[Instructions to follow] Retype the listing lines word for word, beginning with the line containing "for the flat" and ending with the line containing "for the air", both included.

**** Data excerpts ****

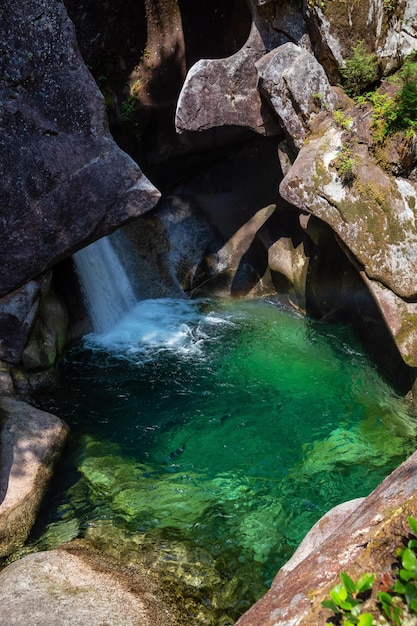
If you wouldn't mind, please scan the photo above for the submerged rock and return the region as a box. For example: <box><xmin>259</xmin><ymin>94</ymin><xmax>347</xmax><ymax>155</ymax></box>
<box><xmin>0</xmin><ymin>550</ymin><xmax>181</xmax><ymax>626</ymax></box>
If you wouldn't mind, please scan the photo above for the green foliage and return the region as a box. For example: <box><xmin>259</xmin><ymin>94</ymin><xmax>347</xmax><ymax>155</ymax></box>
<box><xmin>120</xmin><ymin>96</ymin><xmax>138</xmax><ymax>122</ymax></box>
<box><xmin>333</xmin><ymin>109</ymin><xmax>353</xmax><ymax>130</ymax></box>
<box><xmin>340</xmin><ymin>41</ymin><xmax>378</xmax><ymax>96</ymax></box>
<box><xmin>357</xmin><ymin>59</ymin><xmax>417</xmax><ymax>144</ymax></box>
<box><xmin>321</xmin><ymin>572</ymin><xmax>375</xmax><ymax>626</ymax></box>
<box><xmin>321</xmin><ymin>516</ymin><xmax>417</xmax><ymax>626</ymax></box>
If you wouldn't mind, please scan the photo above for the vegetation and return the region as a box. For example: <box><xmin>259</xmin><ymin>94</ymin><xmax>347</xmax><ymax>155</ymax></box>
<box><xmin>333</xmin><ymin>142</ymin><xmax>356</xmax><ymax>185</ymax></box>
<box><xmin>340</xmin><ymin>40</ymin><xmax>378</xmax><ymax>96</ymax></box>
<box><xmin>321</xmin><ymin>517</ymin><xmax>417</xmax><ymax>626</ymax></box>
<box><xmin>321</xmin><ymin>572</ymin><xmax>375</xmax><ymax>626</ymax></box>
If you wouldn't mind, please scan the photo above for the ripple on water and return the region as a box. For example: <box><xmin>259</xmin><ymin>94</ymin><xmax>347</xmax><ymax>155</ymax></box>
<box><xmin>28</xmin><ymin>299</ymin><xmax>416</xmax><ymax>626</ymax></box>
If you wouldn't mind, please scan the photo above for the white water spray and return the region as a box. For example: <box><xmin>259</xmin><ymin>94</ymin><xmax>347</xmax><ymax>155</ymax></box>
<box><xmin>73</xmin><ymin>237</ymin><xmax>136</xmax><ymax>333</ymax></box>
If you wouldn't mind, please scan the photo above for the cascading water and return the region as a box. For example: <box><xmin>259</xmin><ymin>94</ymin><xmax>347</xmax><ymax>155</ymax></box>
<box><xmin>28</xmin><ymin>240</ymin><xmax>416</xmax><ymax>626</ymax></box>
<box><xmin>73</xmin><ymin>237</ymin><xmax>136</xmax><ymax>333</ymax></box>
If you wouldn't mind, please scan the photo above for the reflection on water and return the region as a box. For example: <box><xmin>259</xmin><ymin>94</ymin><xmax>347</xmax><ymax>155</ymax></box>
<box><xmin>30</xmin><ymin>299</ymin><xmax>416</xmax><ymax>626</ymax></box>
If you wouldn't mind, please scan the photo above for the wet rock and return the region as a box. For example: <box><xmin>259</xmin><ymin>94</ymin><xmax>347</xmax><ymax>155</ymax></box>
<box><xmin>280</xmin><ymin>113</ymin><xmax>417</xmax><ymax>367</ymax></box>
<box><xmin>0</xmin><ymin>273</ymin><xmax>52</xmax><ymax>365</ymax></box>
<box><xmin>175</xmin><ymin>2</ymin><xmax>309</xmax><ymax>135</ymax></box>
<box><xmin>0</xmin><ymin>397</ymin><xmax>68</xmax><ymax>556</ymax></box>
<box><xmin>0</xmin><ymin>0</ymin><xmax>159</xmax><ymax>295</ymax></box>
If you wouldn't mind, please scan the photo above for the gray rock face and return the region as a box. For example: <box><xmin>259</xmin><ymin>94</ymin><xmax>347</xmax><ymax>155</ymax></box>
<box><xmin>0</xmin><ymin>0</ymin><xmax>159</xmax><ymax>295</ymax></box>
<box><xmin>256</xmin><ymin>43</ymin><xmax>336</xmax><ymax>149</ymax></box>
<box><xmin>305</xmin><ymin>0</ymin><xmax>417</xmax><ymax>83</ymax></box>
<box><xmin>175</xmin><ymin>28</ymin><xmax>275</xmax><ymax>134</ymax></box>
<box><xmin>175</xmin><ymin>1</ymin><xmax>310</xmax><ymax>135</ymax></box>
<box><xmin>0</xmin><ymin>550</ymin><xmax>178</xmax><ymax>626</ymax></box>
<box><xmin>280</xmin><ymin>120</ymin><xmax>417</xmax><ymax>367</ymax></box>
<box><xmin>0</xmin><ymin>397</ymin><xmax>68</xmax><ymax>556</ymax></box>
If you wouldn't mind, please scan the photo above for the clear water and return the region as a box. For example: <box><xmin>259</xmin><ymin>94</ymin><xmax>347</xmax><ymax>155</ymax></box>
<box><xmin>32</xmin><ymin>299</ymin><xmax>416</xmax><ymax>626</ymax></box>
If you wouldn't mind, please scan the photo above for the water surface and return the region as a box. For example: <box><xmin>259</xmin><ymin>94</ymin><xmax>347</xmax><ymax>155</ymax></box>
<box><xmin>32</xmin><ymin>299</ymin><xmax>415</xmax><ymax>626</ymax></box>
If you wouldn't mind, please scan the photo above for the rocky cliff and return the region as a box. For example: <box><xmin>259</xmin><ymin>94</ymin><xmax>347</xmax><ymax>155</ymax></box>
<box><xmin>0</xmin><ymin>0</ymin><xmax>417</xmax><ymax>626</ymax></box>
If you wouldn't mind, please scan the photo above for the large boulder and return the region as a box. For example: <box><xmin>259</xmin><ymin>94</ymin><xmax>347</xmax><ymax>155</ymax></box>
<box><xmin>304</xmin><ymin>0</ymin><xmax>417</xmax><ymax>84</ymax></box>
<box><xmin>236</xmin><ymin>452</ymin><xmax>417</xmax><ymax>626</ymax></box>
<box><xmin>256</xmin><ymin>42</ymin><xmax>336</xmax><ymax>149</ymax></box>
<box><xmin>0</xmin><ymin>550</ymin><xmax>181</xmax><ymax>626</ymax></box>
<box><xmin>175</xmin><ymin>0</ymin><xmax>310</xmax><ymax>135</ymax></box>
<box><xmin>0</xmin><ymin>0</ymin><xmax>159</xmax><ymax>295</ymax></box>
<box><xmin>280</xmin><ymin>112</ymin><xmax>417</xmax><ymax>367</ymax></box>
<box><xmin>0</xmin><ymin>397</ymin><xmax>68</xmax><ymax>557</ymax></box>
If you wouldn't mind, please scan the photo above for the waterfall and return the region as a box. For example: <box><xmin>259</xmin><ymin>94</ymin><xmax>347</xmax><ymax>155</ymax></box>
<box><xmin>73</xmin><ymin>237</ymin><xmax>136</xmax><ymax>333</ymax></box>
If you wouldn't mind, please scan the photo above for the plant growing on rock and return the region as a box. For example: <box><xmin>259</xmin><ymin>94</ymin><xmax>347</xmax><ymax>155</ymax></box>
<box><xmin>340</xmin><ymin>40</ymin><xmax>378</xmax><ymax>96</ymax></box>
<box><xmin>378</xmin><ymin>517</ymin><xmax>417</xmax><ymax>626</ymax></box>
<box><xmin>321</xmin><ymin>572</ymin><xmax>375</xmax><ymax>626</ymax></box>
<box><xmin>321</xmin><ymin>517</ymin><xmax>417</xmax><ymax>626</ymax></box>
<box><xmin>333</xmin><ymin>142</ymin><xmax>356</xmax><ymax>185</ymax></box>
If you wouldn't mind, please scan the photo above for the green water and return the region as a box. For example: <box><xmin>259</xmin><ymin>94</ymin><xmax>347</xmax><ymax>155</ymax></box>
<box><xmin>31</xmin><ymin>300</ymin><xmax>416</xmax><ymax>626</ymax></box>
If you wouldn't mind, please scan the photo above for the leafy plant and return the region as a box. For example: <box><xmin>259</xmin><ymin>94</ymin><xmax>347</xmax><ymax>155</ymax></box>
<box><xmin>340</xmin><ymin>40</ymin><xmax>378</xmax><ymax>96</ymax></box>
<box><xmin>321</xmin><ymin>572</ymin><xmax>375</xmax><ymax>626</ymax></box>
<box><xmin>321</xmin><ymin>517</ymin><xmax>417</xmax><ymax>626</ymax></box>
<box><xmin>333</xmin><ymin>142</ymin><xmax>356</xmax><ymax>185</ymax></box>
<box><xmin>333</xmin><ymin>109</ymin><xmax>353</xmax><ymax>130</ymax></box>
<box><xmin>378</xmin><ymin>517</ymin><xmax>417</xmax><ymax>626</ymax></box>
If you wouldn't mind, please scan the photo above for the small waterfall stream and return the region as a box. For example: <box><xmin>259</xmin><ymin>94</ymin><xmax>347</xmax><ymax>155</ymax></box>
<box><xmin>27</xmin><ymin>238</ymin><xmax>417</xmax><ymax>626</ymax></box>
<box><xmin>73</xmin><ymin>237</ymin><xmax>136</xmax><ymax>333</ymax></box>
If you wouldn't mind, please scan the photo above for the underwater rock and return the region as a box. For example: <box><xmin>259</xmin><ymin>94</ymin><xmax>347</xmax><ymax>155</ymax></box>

****
**** Data excerpts ****

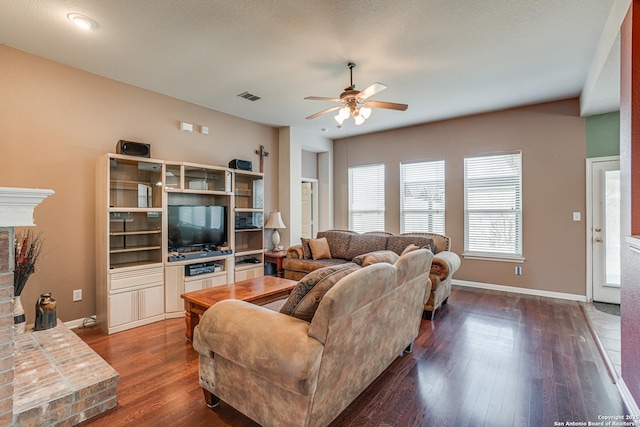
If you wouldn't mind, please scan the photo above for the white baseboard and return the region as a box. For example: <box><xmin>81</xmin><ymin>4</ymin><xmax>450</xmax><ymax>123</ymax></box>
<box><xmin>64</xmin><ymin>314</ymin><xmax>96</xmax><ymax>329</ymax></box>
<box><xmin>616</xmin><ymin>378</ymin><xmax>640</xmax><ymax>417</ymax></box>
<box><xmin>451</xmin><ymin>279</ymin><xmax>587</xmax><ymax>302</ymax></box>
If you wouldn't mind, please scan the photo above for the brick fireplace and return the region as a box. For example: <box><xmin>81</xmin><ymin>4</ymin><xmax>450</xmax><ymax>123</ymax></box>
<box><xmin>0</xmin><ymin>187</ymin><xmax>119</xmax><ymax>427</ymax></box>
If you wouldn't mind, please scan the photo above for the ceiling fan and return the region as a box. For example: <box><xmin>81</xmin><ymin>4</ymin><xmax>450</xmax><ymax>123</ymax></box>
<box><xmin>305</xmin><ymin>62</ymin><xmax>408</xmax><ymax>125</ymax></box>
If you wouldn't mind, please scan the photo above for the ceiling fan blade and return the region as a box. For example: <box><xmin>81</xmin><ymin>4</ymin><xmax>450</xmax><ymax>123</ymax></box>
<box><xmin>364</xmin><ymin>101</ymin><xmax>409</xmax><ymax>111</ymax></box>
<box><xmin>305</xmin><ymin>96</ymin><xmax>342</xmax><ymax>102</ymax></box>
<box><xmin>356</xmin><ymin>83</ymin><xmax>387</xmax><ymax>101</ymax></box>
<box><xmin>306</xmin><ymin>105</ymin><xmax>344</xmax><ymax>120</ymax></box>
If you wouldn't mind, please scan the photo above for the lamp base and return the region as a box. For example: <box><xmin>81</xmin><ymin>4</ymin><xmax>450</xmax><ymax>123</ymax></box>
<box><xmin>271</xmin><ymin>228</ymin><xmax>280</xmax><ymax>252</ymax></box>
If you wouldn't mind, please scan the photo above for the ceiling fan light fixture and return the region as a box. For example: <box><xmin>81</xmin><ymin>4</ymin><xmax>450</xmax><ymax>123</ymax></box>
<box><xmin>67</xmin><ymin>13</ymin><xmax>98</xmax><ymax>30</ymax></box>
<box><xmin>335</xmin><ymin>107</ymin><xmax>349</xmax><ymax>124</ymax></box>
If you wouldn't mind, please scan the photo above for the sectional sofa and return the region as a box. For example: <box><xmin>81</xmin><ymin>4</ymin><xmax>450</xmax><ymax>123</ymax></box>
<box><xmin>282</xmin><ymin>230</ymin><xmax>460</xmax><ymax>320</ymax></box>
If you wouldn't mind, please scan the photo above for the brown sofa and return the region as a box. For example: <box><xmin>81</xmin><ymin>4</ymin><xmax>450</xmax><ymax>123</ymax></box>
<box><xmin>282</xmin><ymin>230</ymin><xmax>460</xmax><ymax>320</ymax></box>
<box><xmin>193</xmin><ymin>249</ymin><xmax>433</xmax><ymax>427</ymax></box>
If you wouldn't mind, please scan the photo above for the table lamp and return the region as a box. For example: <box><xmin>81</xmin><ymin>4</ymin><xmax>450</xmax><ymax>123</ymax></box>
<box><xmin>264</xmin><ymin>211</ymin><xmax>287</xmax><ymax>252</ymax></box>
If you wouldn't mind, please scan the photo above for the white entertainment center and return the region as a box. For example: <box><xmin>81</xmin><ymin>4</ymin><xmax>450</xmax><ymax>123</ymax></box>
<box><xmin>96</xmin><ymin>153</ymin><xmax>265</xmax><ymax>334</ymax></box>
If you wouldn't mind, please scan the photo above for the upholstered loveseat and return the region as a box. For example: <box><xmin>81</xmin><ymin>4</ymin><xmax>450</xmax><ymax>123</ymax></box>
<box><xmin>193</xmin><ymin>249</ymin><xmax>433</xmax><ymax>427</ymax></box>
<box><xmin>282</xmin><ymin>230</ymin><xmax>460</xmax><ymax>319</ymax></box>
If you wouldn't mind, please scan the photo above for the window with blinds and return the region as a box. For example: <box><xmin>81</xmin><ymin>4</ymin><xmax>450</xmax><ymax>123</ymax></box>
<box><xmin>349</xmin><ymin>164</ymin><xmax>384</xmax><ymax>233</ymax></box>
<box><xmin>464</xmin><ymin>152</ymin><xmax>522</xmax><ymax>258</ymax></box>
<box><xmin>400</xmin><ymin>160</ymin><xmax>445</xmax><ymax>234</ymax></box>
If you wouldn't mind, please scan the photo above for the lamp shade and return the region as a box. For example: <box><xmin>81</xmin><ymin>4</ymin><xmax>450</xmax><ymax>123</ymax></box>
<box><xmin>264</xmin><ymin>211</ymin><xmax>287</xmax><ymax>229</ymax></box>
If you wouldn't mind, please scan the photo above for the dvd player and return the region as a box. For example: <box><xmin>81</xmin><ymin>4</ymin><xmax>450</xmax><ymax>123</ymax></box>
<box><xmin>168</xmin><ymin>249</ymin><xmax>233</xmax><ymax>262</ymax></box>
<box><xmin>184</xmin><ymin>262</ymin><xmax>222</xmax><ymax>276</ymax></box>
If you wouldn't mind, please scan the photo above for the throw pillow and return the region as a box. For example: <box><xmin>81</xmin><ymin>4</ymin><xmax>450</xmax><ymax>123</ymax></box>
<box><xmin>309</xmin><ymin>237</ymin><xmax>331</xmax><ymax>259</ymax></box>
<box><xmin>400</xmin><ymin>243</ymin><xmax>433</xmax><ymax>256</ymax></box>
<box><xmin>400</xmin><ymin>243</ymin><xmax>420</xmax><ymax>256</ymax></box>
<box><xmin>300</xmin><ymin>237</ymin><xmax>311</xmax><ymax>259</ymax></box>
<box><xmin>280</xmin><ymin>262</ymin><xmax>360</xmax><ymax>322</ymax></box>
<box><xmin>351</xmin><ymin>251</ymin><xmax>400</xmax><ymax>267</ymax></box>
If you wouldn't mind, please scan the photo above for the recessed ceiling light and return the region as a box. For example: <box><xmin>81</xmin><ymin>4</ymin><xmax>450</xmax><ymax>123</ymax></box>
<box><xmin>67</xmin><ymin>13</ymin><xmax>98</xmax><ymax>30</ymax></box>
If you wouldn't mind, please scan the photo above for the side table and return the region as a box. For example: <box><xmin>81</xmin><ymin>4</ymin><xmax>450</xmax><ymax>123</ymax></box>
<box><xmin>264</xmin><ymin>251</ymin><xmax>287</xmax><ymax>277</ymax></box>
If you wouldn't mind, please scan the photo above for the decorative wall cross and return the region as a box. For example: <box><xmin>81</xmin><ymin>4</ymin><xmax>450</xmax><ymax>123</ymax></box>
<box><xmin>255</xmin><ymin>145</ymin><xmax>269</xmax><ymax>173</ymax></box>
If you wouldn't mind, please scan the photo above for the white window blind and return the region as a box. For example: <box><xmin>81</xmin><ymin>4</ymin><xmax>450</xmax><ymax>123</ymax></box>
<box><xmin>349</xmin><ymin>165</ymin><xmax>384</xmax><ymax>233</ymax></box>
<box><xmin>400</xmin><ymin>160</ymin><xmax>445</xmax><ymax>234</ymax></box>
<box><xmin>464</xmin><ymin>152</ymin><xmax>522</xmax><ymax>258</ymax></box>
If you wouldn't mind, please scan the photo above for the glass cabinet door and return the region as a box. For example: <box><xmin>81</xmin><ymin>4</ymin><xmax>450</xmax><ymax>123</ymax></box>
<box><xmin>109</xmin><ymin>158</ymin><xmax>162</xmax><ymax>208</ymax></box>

****
**** Data excerpts ****

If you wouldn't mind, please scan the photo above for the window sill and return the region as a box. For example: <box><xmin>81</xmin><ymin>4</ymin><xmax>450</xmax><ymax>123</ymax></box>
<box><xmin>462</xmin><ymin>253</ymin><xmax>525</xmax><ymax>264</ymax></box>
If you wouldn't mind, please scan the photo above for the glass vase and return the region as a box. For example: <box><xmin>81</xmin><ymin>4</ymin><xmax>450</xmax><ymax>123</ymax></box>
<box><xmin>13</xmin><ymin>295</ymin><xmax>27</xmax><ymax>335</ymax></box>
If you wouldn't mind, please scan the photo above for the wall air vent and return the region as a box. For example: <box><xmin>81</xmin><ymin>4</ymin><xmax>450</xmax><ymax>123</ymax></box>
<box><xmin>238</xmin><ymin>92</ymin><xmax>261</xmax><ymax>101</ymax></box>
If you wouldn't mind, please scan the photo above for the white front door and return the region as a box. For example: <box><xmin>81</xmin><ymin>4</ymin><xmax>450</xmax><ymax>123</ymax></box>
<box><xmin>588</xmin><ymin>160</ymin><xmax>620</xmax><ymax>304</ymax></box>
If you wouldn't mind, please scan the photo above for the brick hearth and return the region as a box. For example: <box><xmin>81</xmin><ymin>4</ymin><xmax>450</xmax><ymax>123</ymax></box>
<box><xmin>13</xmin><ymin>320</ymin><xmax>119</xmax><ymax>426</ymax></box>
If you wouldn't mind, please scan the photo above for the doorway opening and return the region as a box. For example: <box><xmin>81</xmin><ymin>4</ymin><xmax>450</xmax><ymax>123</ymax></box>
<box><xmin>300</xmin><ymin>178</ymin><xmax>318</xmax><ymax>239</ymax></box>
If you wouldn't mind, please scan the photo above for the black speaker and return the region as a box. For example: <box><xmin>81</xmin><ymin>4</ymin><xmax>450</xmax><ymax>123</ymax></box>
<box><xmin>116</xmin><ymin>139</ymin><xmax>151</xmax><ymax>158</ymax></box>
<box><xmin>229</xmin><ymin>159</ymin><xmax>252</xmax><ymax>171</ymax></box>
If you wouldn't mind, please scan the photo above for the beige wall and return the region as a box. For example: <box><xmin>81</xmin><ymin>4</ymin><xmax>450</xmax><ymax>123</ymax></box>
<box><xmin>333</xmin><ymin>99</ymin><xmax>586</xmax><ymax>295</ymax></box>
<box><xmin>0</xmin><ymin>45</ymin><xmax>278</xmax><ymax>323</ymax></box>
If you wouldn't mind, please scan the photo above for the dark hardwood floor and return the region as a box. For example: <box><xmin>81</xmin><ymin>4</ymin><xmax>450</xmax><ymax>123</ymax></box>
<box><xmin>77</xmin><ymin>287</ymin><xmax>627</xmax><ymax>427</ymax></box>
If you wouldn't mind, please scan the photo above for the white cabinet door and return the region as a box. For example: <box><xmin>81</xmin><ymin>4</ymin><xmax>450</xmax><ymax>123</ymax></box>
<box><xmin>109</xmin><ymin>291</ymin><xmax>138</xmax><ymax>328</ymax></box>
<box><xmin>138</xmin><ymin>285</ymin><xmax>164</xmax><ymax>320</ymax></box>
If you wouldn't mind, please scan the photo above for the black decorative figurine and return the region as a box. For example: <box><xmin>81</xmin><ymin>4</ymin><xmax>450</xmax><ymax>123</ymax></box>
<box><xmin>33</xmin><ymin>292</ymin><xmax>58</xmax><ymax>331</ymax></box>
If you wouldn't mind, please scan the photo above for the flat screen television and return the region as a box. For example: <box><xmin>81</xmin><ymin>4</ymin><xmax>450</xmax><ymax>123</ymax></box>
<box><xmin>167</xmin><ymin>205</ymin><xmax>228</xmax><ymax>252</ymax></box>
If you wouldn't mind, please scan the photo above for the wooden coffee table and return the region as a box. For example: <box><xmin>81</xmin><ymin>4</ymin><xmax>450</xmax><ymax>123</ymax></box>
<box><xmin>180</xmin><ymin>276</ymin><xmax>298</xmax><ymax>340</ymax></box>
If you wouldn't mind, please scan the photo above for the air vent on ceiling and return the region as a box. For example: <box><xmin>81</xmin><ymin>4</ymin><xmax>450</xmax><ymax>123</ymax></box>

****

[Solution for this exercise]
If you wouldn't mind, please scan the photo above for the flat screen television and return the region as a box. For example: <box><xmin>81</xmin><ymin>4</ymin><xmax>450</xmax><ymax>123</ymax></box>
<box><xmin>167</xmin><ymin>205</ymin><xmax>228</xmax><ymax>252</ymax></box>
If you wouldn't mind, please scan the photo above for the wooden coffee table and return the region as a box. For example: <box><xmin>81</xmin><ymin>4</ymin><xmax>450</xmax><ymax>123</ymax></box>
<box><xmin>180</xmin><ymin>276</ymin><xmax>298</xmax><ymax>340</ymax></box>
If you wouldn't mind, please scan the photo above for the air vent on ceiling and return the region as a box. For example: <box><xmin>81</xmin><ymin>4</ymin><xmax>450</xmax><ymax>123</ymax></box>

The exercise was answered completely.